- Excerpt
^^^^
Firstly it talks about the overall architecture of database. A DBMS uses threads and processes of operating systems a lot. The most commonly used way of process model is server process, that is, a multithread process manages all the activities of the DBMS. And the corresponding I/O method should be asynchronous I/O. The most common way is disk I/O.

The second part is about storage issue. The file system of operating system does not support database well in many time. DBMS usually manages the storage of its data instead of letting OS to maintain those data. It is because DBMS has better understanding of its workload to make the access to storage more effective. To implement it, DBMS can either access the disk directly or create a giant file in file system of the operating system to accommodate data. And for the buffering, the DBMS also implement a cache in its own memory instead of adopting OS’s buffering pool.

Thirdly the paper shows details of query processor. For a query, it needs to be parsed, rewritten and optimized before executed to have a better performance. Redundant expressions will be removed or rewritten and the suitable algorithms will be applied. Also, the processor can evaluate the query to decide the use of advanced algorithms like parallelism and auto-tuning.

And lastly it discusses the architecture for concurrency control and recovery. This is used to guarantee the monolithic of DBMS. When multiple threads are working, the DBMS used a lock manager to implement serializability. And a log manager is adopted to keep records for the rollback and recovery needs. They are used to promise the ACID of the transactional storage.

The strength of the paper is that it talks about the architecture of database very systematically. It covers all the architecture parts and discusses both theoretical principle and practical methods. Thus it is a good complement of textbooks in the area of database.


Review 8

This paper goes over the high level details of Database Management Systems (DBMS), the different hardware organizations of the system, various components of the software organization, and the pros and cons of the different design choices. The main contribution of the paper is not providing new idea or insight, but giving the reader a great overview of the various aspects of DBMS and providing concise architectural view of the whole system.
^^^^
- Set task 1
In the database architecture review, what does the DBMS use to implement serializability when multiple threads are working?
- Set task 2
List every step that the database architecture review says a query must go through before it is executed.
The records come from a source unrelated to the database architecture review.

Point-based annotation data
^^^^
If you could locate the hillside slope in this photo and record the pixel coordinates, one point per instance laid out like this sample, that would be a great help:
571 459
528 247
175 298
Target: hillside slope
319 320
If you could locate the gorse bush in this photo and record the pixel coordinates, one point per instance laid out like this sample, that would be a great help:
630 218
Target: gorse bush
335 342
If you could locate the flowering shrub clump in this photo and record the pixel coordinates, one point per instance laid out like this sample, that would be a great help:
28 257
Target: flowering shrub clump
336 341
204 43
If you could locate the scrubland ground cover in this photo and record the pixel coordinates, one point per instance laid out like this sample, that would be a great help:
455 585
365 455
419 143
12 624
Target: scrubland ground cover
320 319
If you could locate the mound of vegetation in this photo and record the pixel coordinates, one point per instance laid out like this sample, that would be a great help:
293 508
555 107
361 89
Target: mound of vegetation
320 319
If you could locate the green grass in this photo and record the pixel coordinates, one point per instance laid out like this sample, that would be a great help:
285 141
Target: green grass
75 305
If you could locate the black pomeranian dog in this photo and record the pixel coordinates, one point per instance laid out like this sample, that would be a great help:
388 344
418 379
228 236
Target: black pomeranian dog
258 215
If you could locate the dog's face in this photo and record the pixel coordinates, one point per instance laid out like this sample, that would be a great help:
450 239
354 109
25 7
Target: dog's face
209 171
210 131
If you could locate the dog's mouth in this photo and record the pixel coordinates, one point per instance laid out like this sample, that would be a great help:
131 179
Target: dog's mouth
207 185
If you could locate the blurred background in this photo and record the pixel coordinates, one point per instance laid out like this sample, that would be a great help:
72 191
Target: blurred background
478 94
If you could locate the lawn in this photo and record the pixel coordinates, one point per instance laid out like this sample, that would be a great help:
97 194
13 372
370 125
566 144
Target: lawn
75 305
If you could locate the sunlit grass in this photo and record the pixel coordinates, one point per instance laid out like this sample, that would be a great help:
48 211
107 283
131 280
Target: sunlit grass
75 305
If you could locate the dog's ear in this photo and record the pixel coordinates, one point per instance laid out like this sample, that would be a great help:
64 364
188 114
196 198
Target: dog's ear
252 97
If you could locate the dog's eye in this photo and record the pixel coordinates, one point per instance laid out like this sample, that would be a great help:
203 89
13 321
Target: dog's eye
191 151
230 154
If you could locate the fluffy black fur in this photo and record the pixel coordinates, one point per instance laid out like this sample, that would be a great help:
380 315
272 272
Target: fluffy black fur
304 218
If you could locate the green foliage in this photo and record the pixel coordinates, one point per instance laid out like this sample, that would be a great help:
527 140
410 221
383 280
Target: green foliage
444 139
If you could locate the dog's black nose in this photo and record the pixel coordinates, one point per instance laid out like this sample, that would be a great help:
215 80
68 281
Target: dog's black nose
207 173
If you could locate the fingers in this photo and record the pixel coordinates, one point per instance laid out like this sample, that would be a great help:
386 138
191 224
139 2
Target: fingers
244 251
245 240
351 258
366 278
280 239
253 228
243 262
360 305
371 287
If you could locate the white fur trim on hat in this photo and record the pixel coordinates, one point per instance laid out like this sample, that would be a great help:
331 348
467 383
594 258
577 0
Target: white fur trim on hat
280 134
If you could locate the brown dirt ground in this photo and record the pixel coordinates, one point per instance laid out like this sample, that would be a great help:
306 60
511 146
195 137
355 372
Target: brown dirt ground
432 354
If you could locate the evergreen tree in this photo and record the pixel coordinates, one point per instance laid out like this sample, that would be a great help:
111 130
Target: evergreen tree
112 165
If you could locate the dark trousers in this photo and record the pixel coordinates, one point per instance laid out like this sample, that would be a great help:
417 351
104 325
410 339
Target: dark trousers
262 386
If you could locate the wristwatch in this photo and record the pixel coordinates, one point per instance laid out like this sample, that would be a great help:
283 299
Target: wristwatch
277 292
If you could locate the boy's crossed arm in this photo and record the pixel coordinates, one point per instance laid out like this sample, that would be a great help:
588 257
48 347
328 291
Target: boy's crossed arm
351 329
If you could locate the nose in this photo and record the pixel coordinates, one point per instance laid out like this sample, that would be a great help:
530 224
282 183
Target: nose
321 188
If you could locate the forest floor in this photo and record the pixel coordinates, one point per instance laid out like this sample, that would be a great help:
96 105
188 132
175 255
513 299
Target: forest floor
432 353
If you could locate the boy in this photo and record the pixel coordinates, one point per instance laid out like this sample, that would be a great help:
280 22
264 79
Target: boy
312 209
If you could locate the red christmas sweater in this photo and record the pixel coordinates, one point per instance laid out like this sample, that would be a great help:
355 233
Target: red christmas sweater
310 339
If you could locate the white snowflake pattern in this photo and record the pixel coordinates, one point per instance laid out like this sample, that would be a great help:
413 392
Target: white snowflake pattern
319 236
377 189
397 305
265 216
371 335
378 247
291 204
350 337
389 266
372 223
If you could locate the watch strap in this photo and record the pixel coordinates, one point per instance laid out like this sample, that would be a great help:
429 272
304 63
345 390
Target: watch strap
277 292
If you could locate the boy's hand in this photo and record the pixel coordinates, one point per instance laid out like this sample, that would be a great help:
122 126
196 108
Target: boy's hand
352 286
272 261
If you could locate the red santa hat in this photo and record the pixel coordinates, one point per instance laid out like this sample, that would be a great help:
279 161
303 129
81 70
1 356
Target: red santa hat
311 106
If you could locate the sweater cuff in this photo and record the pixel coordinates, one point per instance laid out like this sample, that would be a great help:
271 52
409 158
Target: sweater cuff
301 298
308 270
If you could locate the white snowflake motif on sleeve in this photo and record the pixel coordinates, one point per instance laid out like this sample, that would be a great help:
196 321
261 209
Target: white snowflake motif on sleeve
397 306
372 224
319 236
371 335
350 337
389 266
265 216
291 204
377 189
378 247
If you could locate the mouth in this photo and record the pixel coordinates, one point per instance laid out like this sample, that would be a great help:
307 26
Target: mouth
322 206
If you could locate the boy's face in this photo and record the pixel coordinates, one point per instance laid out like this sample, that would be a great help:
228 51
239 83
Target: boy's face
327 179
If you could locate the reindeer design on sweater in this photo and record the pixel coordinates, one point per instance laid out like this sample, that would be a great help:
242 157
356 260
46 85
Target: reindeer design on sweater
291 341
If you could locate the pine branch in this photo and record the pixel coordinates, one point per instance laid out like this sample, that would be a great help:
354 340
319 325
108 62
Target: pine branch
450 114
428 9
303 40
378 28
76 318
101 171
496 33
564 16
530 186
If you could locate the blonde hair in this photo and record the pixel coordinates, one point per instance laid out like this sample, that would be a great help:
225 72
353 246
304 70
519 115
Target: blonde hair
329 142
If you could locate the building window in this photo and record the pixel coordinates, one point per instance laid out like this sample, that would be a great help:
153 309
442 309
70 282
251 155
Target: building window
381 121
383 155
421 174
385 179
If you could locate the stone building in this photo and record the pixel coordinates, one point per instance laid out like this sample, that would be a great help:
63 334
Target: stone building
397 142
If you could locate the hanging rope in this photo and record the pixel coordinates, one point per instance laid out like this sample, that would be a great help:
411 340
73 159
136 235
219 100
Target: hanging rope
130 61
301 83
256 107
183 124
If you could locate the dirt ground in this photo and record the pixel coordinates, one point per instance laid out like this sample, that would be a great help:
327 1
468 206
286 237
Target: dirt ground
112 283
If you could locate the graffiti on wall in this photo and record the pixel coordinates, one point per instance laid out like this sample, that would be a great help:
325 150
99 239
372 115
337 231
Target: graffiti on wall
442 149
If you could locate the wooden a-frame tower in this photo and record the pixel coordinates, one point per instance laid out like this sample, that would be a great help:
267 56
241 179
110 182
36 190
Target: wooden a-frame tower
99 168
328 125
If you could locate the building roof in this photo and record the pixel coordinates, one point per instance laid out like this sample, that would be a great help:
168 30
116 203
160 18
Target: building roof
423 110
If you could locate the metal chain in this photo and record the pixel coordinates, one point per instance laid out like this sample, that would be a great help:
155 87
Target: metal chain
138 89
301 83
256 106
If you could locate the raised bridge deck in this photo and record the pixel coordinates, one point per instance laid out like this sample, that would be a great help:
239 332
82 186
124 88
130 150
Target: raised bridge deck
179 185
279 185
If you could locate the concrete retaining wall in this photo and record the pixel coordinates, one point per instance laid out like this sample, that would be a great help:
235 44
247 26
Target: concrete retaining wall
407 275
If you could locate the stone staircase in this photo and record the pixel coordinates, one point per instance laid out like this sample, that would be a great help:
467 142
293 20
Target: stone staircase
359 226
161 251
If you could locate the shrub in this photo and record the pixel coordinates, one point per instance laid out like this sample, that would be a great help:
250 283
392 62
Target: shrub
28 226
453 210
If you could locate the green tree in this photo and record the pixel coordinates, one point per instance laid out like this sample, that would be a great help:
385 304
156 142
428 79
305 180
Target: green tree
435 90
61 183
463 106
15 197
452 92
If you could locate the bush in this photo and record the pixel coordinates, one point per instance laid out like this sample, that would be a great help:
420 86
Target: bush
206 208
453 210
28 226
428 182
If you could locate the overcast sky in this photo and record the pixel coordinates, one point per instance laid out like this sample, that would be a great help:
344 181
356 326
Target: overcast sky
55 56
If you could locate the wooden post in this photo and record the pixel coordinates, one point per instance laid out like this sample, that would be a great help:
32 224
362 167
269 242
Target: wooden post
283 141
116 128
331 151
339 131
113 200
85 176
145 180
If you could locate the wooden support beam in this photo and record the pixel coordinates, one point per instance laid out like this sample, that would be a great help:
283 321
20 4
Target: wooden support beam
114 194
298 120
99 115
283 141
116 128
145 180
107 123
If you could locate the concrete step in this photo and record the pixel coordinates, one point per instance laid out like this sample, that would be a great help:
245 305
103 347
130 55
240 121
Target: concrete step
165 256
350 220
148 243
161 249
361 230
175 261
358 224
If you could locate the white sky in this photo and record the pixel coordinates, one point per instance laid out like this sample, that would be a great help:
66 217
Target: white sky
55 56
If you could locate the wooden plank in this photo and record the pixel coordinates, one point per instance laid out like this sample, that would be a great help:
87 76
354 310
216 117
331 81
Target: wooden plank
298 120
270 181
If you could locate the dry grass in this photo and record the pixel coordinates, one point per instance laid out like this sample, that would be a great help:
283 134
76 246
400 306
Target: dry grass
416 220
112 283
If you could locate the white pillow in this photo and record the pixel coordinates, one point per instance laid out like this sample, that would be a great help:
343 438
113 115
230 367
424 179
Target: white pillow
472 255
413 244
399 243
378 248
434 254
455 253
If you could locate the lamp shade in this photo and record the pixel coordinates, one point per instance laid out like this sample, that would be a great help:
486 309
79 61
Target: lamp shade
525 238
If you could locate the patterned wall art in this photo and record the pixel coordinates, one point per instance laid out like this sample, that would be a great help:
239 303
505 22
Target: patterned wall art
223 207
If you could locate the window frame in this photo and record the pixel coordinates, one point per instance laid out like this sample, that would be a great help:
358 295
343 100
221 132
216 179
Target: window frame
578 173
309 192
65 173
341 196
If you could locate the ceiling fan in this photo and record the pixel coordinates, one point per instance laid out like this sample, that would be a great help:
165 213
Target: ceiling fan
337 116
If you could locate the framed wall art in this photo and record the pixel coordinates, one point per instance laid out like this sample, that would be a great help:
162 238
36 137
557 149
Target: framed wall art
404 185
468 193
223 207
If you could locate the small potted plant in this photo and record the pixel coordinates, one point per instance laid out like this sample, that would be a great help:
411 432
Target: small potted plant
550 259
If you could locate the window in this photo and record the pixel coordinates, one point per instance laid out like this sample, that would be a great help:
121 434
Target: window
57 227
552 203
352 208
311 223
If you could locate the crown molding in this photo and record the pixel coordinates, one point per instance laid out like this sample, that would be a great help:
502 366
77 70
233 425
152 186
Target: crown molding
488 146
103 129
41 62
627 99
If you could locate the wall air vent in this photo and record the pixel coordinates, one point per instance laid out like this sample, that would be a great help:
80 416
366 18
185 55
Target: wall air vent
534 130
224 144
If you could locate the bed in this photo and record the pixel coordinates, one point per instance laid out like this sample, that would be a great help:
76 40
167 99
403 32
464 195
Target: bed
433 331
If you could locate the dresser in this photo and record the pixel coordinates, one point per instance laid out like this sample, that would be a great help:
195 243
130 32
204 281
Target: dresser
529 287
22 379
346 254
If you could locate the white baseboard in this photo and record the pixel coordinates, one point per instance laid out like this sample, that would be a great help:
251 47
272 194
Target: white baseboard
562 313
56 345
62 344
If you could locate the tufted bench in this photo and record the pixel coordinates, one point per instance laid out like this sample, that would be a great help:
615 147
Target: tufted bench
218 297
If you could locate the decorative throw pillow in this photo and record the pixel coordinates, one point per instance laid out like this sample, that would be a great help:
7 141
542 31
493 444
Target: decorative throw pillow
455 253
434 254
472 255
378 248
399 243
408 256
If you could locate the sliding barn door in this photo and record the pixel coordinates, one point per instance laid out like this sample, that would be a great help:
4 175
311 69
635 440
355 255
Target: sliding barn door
^^^^
- Full response 1
A lock manager.

- Full response 2
Parsed, rewritten, optimized